Passage to read:
Re: [gem5-dev] Multicore ARM v8 KVM based simulation

2018-03-26 Thread Gabe Black
I looked into this a little further, and I see the same problem happen with
one CPU but with the CPU and the devices in different event queues. I
haven't figured out exactly where things go wrong, but it looks like a
write DMA is set up but doesn't happen for some reason. I'm not sure if the
DMA starts but then gets stuck, or if it never starts at all. It could also
be that the DMA happens, but the completion event (which is what doesn't
seem to happen) is mishandled because of the additional event queue.

I turned on the DMA debug flag, but that produced so much debug output that
my tools are crashing. I'll have to see what I can do to narrow things down
a bit.

Gabe

On Thu, Mar 22, 2018 at 11:28 AM, Gabe Black  wrote:

> Ok, thanks. We're deciding internally what approach to use to tackle this.
>
> Gabe
>
> On Wed, Mar 21, 2018 at 3:01 AM, Andreas Sandberg <
> andreas.sandb...@arm.com> wrote:
>
>> Hi Gabe,
>>
>> There are issues with the IDE model that prevent it from working with
>> in-kernel GIC emulation. I believe the model doesn't clear interrupts
>> correctly, which confuses the host kernel. I tried to debug this at some
>> point, but wasn't able to do much immaediate progress and decided it wasn't
>> worth the effort. The VirtIO block devices doesn't suffer from this problem.
>>
>> Using the VirtIO device by default seems like a good idea to me. It
>> doesn't simulate any timing, but that might not be a huge deal since the
>> IDE device doesn't provide realistic timing anyway. It would be really
>> awesome if we had a modern storage controller (e.g., NVMe or AHCI) and
>> proper storage timing models.
>>
>> Cheers,
>> Andreas
>>
>> On 20/03/2018 23:38, Gabe Black wrote:
>>
>> My next question is about disks. I see that the fs_bigLITTLE.py script
>> uses PciVirtIO to set up its disks, where I'm using IDE which I inherited
>> from the fs.py scripts I used as reference. The problem I'm seeing is that
>> the IDE controllers seem to be mangling commands and dropping interrupts,
>> so this difference looks particularly suspicious. Is there a KVM related
>> reason you're using PciVirtIO? Is this something that *should* work with
>> IDE bug doesn't, or do I have to use PciVirtIO for things to work properly?

Your task: Return everything in the gem5 thread from "I turned on" down to "to tackle this.", copied word for word. The entries that follow the thread are separate material.

Record set:

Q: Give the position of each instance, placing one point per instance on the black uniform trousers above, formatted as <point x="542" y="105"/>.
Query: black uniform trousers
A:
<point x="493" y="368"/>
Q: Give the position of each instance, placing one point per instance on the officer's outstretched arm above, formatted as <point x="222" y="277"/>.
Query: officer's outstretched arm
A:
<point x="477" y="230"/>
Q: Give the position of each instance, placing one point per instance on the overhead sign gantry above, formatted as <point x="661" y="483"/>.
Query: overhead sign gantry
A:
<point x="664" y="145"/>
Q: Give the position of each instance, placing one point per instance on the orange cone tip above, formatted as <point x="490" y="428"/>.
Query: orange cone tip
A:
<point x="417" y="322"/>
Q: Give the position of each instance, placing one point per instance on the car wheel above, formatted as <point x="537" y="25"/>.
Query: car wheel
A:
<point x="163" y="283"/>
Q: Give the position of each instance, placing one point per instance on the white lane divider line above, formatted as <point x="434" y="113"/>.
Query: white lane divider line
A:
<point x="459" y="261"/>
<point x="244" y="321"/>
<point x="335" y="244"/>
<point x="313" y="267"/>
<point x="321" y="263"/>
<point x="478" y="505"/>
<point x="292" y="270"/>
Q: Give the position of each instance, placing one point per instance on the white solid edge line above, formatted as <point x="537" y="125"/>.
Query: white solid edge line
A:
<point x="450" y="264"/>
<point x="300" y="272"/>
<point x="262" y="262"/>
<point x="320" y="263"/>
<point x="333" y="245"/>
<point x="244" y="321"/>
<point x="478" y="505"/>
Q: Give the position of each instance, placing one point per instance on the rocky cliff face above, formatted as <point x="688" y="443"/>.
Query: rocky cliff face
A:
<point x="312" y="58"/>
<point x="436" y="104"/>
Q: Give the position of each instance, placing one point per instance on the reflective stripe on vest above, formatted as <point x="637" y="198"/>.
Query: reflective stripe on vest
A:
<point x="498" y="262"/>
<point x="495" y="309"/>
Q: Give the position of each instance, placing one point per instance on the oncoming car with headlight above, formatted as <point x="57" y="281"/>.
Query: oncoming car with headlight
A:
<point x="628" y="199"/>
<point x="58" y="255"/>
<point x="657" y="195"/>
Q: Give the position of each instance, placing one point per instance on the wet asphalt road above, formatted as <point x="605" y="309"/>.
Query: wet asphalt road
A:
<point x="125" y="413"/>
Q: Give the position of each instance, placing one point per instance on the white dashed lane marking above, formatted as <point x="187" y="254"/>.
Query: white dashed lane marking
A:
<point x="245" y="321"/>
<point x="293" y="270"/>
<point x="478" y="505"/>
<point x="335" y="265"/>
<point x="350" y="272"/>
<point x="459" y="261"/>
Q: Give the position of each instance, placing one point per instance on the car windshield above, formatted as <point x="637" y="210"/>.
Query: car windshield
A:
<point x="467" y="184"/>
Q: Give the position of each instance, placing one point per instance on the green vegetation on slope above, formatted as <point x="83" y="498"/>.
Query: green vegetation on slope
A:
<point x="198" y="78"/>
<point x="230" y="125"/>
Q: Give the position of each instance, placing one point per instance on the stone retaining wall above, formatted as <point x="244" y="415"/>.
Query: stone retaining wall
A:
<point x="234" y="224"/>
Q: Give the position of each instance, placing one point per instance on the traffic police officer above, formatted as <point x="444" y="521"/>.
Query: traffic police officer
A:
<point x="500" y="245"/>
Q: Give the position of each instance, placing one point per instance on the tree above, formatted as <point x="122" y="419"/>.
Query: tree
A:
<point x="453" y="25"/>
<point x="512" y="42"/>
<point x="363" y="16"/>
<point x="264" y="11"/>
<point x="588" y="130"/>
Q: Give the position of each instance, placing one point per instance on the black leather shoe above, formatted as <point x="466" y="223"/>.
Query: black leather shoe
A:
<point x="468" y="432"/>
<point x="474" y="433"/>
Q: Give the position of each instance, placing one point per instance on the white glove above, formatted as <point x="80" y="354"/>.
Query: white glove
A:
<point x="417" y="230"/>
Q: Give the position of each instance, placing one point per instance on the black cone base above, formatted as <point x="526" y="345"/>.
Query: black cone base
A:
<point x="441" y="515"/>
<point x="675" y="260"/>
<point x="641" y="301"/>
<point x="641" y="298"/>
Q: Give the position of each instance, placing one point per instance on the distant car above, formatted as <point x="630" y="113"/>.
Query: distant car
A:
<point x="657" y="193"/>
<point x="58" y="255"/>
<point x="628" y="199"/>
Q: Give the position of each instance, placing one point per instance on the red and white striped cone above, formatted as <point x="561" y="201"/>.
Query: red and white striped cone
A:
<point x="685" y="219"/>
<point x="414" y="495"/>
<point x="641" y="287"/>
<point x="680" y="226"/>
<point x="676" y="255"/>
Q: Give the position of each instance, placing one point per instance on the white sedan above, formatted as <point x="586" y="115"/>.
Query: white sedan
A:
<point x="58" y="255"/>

Result of the exercise:
I turned on the DMA debug flag, but that produced so much debug output that
my tools are crashing. I'll have to see what I can do to narrow things down
a bit.

Gabe

On Thu, Mar 22, 2018 at 11:28 AM, Gabe Black  wrote:

> Ok, thanks. We're deciding internally what approach to use to tackle this.